■ Recorded information ■
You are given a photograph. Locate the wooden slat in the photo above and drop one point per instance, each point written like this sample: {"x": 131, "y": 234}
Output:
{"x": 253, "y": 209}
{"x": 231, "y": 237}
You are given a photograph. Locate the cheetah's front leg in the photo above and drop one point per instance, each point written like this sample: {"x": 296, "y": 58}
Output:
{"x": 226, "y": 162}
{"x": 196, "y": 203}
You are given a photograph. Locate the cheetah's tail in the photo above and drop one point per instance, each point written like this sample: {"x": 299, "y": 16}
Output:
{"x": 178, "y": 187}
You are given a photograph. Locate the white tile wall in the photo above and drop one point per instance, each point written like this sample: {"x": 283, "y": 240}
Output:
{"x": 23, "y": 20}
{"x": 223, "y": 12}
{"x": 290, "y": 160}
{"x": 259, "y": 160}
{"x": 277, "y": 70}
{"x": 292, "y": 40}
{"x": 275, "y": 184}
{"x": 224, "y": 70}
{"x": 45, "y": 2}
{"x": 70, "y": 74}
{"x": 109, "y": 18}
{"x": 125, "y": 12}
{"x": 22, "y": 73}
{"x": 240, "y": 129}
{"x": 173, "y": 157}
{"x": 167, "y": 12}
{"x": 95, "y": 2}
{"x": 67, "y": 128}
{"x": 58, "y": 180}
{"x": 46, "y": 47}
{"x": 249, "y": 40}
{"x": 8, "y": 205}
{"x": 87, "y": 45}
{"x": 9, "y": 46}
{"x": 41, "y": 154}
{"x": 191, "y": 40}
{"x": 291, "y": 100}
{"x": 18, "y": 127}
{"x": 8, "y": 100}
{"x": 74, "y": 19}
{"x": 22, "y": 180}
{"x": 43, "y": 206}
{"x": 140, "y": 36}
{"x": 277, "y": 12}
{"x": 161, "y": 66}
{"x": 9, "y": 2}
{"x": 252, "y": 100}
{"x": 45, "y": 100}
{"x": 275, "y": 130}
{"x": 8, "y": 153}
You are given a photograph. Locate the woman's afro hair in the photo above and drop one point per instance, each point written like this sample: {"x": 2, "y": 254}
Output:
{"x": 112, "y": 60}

■ Work item ■
Lines containing the word "cheetah": copy every one of them from the records above.

■ Solution to the problem ■
You are given a photograph. Locate the cheetah's front leg in the photo above and drop one point per instance, each point written like this sample: {"x": 296, "y": 58}
You are given a photograph. Locate the cheetah's tail in the photo above and drop one point per instance, each point written like this sample: {"x": 299, "y": 16}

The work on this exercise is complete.